_Work to complete:_
Retype the stretch of records below from the line containing "Can you find the green stem? Where in the photo above?" through the line containing "point(773, 61)", keeping every line as it stands. Leave the pictures out of your copy.

_Source data:_
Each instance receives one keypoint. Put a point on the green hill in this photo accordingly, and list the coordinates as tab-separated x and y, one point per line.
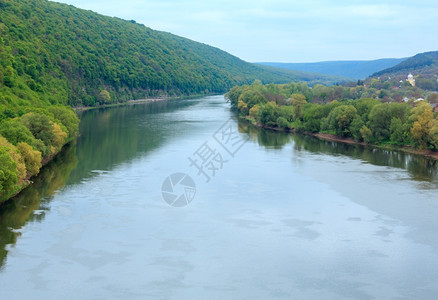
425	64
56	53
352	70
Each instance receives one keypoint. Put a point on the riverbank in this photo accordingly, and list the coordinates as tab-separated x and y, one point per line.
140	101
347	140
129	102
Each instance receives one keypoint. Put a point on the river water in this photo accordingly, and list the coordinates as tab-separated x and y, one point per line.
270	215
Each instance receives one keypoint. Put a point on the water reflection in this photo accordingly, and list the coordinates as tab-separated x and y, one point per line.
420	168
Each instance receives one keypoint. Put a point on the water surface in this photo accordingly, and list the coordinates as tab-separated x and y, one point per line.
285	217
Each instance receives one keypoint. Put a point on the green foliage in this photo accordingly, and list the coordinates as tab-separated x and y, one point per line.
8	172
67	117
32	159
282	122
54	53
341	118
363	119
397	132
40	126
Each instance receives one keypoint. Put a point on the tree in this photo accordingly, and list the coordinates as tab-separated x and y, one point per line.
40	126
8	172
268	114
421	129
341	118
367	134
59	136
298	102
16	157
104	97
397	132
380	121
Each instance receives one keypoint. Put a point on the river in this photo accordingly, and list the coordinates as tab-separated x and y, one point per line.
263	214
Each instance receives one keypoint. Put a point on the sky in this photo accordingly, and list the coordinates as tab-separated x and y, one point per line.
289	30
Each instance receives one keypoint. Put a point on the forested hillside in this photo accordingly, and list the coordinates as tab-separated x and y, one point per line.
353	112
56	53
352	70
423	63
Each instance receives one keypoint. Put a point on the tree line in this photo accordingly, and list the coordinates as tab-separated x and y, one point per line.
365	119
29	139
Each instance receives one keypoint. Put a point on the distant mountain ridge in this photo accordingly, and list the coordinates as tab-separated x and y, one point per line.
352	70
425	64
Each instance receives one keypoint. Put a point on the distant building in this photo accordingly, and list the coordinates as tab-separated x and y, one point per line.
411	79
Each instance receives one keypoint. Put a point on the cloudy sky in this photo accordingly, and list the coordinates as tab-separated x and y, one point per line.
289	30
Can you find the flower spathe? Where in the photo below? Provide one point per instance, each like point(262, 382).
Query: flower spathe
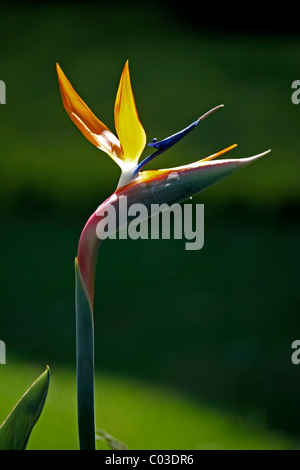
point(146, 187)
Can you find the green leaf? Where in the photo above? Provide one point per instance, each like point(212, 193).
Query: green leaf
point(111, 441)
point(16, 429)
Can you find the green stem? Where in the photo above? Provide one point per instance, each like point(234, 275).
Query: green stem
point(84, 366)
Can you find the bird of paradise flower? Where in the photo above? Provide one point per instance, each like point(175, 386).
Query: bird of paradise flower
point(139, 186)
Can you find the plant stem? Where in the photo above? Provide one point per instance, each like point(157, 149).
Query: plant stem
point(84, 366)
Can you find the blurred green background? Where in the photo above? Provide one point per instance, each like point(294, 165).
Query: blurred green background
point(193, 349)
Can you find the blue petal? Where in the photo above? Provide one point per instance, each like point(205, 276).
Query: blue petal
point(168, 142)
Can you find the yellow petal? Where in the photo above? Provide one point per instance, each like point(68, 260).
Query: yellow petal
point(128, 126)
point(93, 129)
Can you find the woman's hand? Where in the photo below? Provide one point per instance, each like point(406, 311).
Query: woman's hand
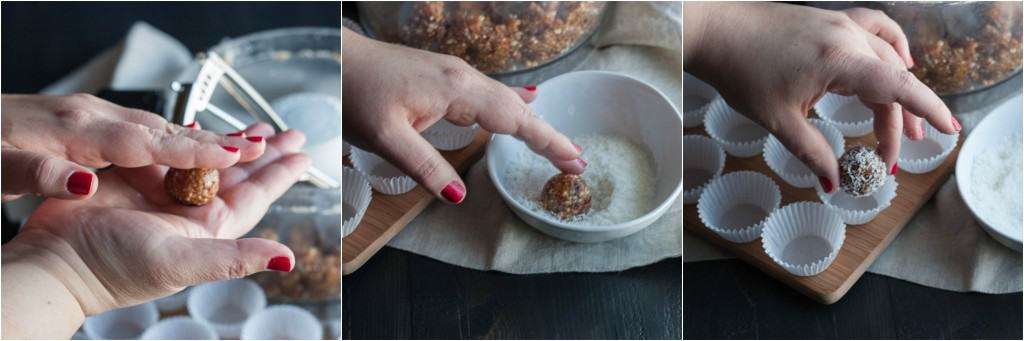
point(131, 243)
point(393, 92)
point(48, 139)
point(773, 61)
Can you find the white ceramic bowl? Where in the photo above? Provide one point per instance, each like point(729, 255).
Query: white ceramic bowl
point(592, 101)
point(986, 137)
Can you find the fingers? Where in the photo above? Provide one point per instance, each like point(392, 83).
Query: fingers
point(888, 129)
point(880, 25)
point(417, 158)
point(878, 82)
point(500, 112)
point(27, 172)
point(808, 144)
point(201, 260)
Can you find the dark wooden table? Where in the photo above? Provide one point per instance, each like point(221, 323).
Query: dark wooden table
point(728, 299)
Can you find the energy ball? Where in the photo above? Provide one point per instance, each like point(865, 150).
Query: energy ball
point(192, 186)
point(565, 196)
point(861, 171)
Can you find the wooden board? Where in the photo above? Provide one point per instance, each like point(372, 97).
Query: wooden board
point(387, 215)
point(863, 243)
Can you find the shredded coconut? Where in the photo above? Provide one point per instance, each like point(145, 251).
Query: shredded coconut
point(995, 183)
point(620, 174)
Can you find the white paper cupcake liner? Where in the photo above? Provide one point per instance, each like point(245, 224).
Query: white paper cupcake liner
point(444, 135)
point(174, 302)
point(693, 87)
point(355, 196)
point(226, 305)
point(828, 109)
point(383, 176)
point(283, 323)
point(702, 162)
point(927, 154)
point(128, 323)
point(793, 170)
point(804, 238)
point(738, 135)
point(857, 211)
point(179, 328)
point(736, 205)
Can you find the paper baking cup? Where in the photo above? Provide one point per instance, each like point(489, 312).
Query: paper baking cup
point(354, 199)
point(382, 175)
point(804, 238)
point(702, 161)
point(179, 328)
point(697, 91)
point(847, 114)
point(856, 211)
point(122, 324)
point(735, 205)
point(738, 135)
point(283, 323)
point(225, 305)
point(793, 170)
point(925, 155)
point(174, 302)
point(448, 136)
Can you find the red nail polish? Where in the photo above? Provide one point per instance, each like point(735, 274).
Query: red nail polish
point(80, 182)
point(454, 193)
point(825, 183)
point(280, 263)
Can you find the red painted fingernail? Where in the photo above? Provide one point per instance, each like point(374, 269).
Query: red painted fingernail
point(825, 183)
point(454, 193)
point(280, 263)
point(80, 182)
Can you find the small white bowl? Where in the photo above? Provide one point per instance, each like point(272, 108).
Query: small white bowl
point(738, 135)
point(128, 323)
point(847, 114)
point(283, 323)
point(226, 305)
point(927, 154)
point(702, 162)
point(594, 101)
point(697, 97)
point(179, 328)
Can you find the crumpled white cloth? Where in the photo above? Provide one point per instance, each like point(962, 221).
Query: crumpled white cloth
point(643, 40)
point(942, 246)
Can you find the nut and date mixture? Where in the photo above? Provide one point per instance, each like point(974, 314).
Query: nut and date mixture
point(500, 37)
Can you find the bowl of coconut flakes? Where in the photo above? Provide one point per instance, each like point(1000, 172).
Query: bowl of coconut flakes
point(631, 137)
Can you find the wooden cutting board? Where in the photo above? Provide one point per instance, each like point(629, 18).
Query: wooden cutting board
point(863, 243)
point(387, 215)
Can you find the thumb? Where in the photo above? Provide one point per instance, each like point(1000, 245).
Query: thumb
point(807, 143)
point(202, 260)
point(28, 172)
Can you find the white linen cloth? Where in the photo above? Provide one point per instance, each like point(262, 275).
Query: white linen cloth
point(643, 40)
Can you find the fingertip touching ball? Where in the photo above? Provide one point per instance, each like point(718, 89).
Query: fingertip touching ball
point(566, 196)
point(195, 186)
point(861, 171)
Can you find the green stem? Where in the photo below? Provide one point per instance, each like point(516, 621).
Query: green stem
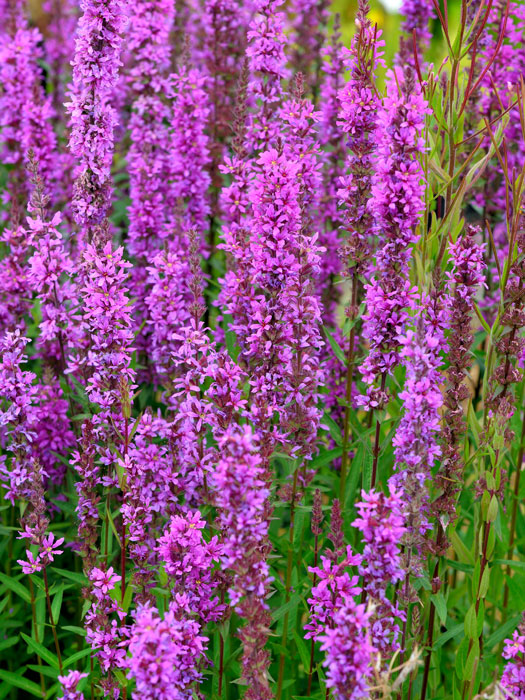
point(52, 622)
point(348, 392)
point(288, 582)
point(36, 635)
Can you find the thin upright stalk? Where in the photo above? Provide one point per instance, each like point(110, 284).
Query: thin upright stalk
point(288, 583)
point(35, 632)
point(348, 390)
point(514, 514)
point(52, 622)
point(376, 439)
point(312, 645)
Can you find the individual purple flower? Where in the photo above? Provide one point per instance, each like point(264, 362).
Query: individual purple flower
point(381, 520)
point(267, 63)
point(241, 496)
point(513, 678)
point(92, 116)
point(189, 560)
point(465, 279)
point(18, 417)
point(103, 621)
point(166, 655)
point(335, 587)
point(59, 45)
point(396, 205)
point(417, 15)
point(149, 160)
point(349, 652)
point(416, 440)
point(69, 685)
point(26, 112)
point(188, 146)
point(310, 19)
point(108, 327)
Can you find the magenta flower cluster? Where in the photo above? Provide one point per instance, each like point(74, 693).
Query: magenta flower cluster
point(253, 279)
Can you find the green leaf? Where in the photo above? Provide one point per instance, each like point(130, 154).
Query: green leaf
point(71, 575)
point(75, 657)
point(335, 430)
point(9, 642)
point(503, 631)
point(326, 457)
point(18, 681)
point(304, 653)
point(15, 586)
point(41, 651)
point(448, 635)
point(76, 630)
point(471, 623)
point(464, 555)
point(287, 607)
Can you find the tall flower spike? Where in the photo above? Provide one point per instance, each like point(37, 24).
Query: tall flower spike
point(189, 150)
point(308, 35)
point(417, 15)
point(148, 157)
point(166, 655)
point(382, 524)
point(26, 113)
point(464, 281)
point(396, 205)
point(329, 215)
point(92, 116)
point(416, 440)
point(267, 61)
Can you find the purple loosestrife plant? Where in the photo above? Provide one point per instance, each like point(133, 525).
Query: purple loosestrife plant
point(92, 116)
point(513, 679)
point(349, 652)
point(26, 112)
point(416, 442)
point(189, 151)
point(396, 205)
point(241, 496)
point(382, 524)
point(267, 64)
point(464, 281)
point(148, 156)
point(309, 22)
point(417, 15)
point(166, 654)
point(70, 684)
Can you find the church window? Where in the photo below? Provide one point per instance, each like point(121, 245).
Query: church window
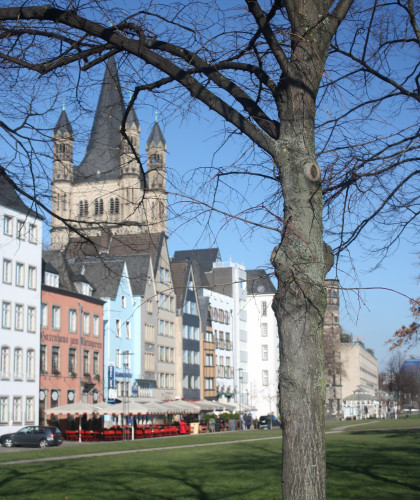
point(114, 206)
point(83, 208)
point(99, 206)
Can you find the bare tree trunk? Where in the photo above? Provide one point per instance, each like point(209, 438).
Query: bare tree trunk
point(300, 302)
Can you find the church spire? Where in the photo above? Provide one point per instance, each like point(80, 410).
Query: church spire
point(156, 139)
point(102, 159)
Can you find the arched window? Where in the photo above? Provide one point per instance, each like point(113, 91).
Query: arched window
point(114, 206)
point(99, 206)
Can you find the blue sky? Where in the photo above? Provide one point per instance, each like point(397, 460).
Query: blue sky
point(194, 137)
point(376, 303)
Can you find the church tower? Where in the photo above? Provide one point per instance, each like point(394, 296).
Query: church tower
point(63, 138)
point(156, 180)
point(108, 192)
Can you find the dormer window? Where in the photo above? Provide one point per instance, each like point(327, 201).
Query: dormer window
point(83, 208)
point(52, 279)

_Exercise solution:_
Can you find the green stem? Where in the photo above? Provide one point per instance, each like point(234, 275).
Query: green stem
point(84, 366)
Can you find the bird of paradise flower? Where in the photo above? Provide one point per instance, each like point(175, 386).
Query: bird of paradise flower
point(139, 186)
Can you find the plant stem? Where in the photo above? Provide one point per instance, each like point(157, 149).
Query: plant stem
point(84, 366)
Can you find the blurred green background? Where in the photo above? Provide one point per instance, each like point(294, 165).
Query: blurred green background
point(193, 349)
Can you find the blue petal? Where in the photo above? Provide one point per instance, each like point(205, 276).
Query: blue petal
point(168, 142)
Can you find the yellow petal? Where in the photo above? Provide one point per instance, each like point(68, 260).
Query: yellow petal
point(128, 126)
point(93, 129)
Can you find the woman's hand? Where in the photo below? Provide one point per instance, each like point(406, 311).
Query: woman's hand
point(131, 243)
point(393, 92)
point(48, 139)
point(773, 61)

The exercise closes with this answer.